Records to use
▽

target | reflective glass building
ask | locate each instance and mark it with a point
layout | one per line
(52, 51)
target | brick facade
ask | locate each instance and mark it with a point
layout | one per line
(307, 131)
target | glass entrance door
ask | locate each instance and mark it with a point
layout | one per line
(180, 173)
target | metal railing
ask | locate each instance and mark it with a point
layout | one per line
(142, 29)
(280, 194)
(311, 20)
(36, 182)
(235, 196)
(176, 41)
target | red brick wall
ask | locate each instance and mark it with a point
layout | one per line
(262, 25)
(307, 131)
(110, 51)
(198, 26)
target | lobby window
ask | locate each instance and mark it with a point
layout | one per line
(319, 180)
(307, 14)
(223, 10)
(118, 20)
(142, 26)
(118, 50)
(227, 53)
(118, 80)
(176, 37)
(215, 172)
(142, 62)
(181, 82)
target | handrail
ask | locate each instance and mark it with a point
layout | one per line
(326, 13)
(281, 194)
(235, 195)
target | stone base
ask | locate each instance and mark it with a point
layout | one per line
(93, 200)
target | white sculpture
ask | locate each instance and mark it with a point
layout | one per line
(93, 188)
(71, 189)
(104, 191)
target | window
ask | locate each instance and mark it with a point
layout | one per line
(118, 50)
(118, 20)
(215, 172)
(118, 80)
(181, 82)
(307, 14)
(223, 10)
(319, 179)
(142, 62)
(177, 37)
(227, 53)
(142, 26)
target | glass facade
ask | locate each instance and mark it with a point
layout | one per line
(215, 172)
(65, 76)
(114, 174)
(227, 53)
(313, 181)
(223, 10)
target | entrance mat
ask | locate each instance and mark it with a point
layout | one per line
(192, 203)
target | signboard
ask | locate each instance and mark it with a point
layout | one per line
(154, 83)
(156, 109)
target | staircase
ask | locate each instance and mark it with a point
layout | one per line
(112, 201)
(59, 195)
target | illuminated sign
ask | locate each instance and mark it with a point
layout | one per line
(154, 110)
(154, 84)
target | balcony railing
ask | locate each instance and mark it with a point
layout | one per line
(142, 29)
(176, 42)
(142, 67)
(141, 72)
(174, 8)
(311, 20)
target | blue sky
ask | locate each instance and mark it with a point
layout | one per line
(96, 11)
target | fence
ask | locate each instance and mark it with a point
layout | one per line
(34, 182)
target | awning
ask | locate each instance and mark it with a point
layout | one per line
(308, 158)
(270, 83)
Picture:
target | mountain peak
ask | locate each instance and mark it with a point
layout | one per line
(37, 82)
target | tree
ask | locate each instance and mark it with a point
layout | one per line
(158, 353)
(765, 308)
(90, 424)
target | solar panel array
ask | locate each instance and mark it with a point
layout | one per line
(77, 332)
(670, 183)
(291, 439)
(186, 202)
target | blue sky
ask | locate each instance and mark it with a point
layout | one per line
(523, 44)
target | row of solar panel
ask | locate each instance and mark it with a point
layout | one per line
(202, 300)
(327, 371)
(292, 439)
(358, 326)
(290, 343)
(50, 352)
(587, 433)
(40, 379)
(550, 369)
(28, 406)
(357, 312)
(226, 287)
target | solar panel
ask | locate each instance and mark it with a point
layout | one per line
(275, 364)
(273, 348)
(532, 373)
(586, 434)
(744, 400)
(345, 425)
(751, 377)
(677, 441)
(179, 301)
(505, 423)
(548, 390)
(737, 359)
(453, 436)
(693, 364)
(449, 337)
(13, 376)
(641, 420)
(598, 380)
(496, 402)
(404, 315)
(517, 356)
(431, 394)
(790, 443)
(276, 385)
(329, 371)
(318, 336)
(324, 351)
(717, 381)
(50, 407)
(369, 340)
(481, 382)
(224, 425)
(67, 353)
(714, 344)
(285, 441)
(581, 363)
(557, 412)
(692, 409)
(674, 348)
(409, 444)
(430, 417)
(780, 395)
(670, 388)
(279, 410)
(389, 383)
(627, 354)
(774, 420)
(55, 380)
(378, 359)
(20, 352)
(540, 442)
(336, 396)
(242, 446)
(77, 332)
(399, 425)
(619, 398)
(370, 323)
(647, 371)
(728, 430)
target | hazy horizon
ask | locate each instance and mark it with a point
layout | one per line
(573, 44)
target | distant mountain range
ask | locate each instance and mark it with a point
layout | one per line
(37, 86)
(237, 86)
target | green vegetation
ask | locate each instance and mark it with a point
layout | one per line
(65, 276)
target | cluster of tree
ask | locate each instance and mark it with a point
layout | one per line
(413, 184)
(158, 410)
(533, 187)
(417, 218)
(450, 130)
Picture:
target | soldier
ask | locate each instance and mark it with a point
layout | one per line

△

What is expected
Once you have read the listing above, set it down again without alteration.

Answer to this problem
target | reflective glass building
ask | locate each instance and mark it with a point
layout | one per line
(52, 51)
target | brick facade
ask | locate each instance and mark it with a point
layout | one per line
(307, 131)
target | glass entrance door
ask | locate each instance and mark it with a point
layout | one per line
(180, 173)
target | metal railing
ask | locate each instance and mark it with a point
layout | one per line
(142, 29)
(280, 194)
(311, 20)
(36, 182)
(235, 196)
(176, 41)
target | red brick wall
ask | locate each instance and mark it with a point
layout | one per line
(262, 25)
(307, 131)
(110, 51)
(198, 26)
target | lobby window
ask | locate each instance and mark it with a point
layout | one per line
(319, 180)
(307, 14)
(223, 10)
(118, 20)
(142, 26)
(118, 50)
(227, 53)
(118, 80)
(176, 37)
(215, 172)
(142, 62)
(181, 82)
target | handrail
ask | locate each instance and mark it with a point
layout | one per line
(326, 13)
(281, 194)
(235, 195)
target | stone base
ask | locate each instance and mark it with a point
layout | one per line
(93, 200)
target | white sculpture
ask | locate each instance and mark it with a point
layout | one per line
(93, 188)
(71, 189)
(104, 191)
target | window
ask | locate each instance and mark it with a point
layout | one per line
(118, 50)
(118, 20)
(215, 172)
(118, 80)
(181, 82)
(307, 14)
(223, 10)
(319, 179)
(142, 62)
(177, 37)
(227, 53)
(142, 26)
target | glass facade
ask | locate each instance and mark it with a point
layout | one per line
(215, 172)
(65, 76)
(114, 174)
(227, 53)
(313, 181)
(223, 10)
target | entrance mat
ask | locate each instance and mark it with a point
layout | one per line
(192, 203)
target | signboard
ask | locate each instance and mark it with a point
layout | one per line
(154, 83)
(156, 109)
target | staircase
ask | locate each instance and mark it with a point
layout | one per line
(112, 201)
(59, 195)
target | illuminated sign
ask | locate each instance and mark it with a point
layout | one per line
(154, 110)
(154, 84)
target | balcony railing
ask | locate each instance and mark it with a point
layout | one per line
(142, 29)
(176, 42)
(142, 67)
(141, 72)
(174, 8)
(311, 20)
target | blue sky
ask | locate each instance and mark it with a point
layout | one per line
(96, 11)
target | fence
ask | locate each instance and mark it with a point
layout | one per line
(34, 182)
target | awning
ask | locate each instance and mark it with a point
layout | one per line
(308, 158)
(270, 83)
Picture:
target | mountain peak
ask | locate each instance and mark it with a point
layout | one per line
(37, 82)
target | tree
ask | locate each instance and mark it with a point
layout | one per line
(158, 353)
(765, 308)
(90, 424)
target | solar panel array
ask | locate each instance and mark it with a point
layout | one per line
(77, 332)
(670, 183)
(291, 439)
(186, 202)
target | blue sky
ask | locate each instance and mark it with a point
layout | one per line
(523, 44)
target | row of solar panel
ask | locate each instance and mark it with a point
layout | one per line
(202, 300)
(327, 371)
(292, 439)
(358, 326)
(290, 343)
(50, 352)
(587, 433)
(40, 379)
(550, 369)
(28, 406)
(357, 312)
(226, 287)
target | solar panel
ask | locate each instance and mark it with a point
layout | one per line
(275, 364)
(273, 348)
(532, 373)
(586, 434)
(744, 400)
(345, 425)
(751, 377)
(677, 441)
(179, 301)
(505, 423)
(548, 390)
(737, 359)
(453, 436)
(693, 364)
(449, 337)
(13, 376)
(641, 420)
(598, 380)
(496, 402)
(404, 315)
(517, 356)
(431, 394)
(790, 443)
(276, 385)
(329, 371)
(318, 336)
(324, 351)
(717, 381)
(50, 407)
(369, 340)
(481, 382)
(224, 425)
(67, 353)
(714, 344)
(285, 441)
(581, 363)
(557, 412)
(692, 409)
(674, 348)
(409, 444)
(430, 417)
(780, 395)
(670, 388)
(279, 410)
(389, 383)
(627, 354)
(774, 420)
(55, 380)
(378, 359)
(20, 352)
(540, 442)
(336, 396)
(242, 446)
(77, 332)
(399, 425)
(619, 398)
(370, 323)
(647, 371)
(728, 430)
target | hazy horizon
ask | locate each instance and mark it with a point
layout | one per line
(573, 44)
target | distant mountain range
ask | locate each instance and mark it with a point
layout | one per line
(37, 86)
(237, 86)
target | green vegetation
ask | locate each instance and mark it with a point
layout | one per line
(65, 276)
target | cluster of tree
ask | locate each instance and mark it with a point
layout | one per line
(413, 184)
(158, 410)
(533, 187)
(417, 218)
(450, 130)
Picture:
target | soldier
ask | locate each instance and mark it with a point
layout | one per line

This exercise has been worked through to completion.